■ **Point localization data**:
····················

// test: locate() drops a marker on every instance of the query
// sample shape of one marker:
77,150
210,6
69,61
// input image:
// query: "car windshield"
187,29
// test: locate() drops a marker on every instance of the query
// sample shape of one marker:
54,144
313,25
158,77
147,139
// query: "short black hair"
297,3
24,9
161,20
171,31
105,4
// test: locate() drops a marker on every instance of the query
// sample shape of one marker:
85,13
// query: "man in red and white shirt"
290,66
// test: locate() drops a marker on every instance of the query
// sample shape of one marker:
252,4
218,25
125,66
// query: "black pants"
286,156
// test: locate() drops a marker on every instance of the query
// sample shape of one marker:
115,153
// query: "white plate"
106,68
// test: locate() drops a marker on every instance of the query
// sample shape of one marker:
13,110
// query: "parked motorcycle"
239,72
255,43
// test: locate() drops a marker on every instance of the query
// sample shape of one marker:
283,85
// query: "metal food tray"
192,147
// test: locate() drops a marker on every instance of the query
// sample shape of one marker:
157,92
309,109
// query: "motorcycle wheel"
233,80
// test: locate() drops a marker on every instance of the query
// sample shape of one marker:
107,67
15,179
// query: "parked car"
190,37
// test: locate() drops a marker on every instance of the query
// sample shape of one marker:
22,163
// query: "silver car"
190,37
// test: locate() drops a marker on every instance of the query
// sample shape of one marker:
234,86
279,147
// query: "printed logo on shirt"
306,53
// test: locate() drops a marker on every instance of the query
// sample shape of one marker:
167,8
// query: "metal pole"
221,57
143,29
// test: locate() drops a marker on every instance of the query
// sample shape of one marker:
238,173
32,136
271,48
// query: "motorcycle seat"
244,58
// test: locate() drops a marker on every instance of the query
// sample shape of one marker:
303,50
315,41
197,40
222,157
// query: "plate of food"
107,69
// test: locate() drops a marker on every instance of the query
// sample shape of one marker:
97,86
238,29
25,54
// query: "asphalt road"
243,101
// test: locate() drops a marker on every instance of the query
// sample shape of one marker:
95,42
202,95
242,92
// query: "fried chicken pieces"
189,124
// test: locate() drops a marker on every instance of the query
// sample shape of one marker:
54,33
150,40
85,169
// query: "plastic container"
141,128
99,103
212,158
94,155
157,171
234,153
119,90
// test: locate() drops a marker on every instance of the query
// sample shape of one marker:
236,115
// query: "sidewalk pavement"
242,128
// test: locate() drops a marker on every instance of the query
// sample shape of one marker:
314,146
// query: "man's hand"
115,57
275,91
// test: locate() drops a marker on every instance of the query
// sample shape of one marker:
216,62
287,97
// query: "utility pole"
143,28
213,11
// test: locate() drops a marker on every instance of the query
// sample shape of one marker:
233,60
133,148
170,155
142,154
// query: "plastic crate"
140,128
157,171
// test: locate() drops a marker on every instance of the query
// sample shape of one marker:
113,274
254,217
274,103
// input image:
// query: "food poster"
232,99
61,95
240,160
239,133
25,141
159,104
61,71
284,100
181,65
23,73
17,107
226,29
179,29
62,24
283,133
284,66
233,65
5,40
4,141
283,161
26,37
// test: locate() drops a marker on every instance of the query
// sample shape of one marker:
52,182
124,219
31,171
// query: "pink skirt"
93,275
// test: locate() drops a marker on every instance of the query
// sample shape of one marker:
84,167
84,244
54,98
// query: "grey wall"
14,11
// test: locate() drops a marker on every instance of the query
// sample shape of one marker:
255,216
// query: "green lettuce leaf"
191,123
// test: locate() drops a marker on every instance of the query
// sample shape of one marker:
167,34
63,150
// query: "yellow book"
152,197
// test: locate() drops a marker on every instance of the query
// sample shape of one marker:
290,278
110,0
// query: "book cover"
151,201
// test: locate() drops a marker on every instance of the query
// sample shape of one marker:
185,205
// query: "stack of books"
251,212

····················

■ **Exercise brief**:
With no word changed, write the entries out once more.

■ **Output for this exercise**:
// test: locate() drops a marker on every instance of the query
// sample shape of one marker:
77,150
210,6
69,61
// input image:
// query: "car windshield"
187,29
// test: locate() drops a marker on every instance of the query
// sample shape of one marker:
54,144
313,25
158,77
147,139
// query: "short black hair"
297,3
24,9
161,20
171,31
105,4
// test: locate() drops a marker on every instance of the query
// sample shape of one marker:
85,13
// query: "man in red and white shirt"
290,66
// test: locate() drops a marker on every instance of the query
// sample shape of one marker:
252,4
218,25
125,66
// query: "black pants"
286,156
// test: locate() drops a marker on every instance of the query
// sample shape of one marker:
115,153
// query: "white plate"
106,68
// test: locate() drops a marker on every instance of the query
// sample shape of one marker:
13,110
// query: "parked motorcycle"
239,72
255,43
// test: locate() drops a marker on every instance of the query
// sample shape of one marker:
283,85
// query: "metal food tray"
192,147
// test: locate() drops a marker on every instance of the query
// sample shape of one marker:
157,92
309,109
// query: "motorcycle wheel"
233,80
// test: locate() drops a marker on every instance of the query
// sample shape of one marker:
107,67
15,179
// query: "parked car"
190,37
// test: locate() drops a marker on every instance of the query
// sample shape of one marker:
22,163
// query: "silver car"
190,37
// test: locate() drops a marker on every instance of the query
// sample shape of one marker:
234,86
279,147
// query: "printed logo on shirt"
306,53
// test: locate() drops a marker on every instance of the query
// sample shape of one marker:
167,8
// query: "metal pole"
221,57
143,29
// test: locate() drops a marker on every instance of the query
// sample shape of one marker:
238,173
32,136
271,48
// query: "motorcycle seat"
244,58
// test: locate() drops a marker on every instance of the query
// sample shape of one marker:
303,50
315,41
197,40
222,157
// query: "plate of food"
107,69
// test: locate() drops a marker on every instance of the query
// sample shape of one marker:
97,86
238,29
25,54
// query: "asphalt road"
243,101
// test: locate() drops a marker on every instance of the query
// sample shape of one marker:
95,42
202,95
242,92
// query: "fried chicken pieces"
189,124
// test: locate() drops a marker on every instance of the query
// sample shape of one marker:
54,33
150,40
85,169
// query: "plastic container"
141,128
99,103
212,158
94,155
157,171
234,153
119,90
// test: locate() drops a marker on every instance of the query
// sample shape of one marker:
236,115
// query: "sidewalk pavement"
242,128
// test: locate() drops a marker on every instance of the query
// sample shape of one marker:
314,146
// query: "man's hand"
115,57
275,91
// test: locate() drops a marker on every instance of the query
// sample shape of one marker:
216,62
287,97
// query: "utility pole"
143,28
213,11
// test: locate() drops a marker on every instance of the query
// sample shape of one marker:
233,60
133,148
170,155
142,154
// query: "plastic crate"
140,128
157,171
// test: locate() drops a marker on every instance of the query
// sample shape of one marker:
113,274
254,217
274,103
// input image:
// query: "food poster"
232,99
61,95
240,160
239,133
25,141
159,104
61,71
284,100
181,65
23,73
17,107
226,29
179,29
62,24
283,133
284,66
233,65
5,40
4,141
283,161
26,37
// test: locate() drops a marker on every instance of the query
// sample shape of one marker:
52,182
124,219
31,171
// query: "pink skirt"
93,275
// test: locate() drops a marker on every instance of the query
// sample shape of one marker:
84,167
84,244
54,98
// query: "grey wall"
14,11
// test: locate() drops a marker on every instance of the query
// sample shape of one marker:
255,216
// query: "green lettuce leaf"
191,123
// test: locate() drops a marker on every instance of the query
// sample shape of one marker:
167,34
63,150
// query: "yellow book"
152,197
// test: locate() drops a marker on every instance of the query
// sample shape of one marker:
290,278
110,0
// query: "book cover"
151,201
// test: locate() drops a marker on every instance of the query
// sample shape of one marker:
185,205
// query: "stack of books"
251,212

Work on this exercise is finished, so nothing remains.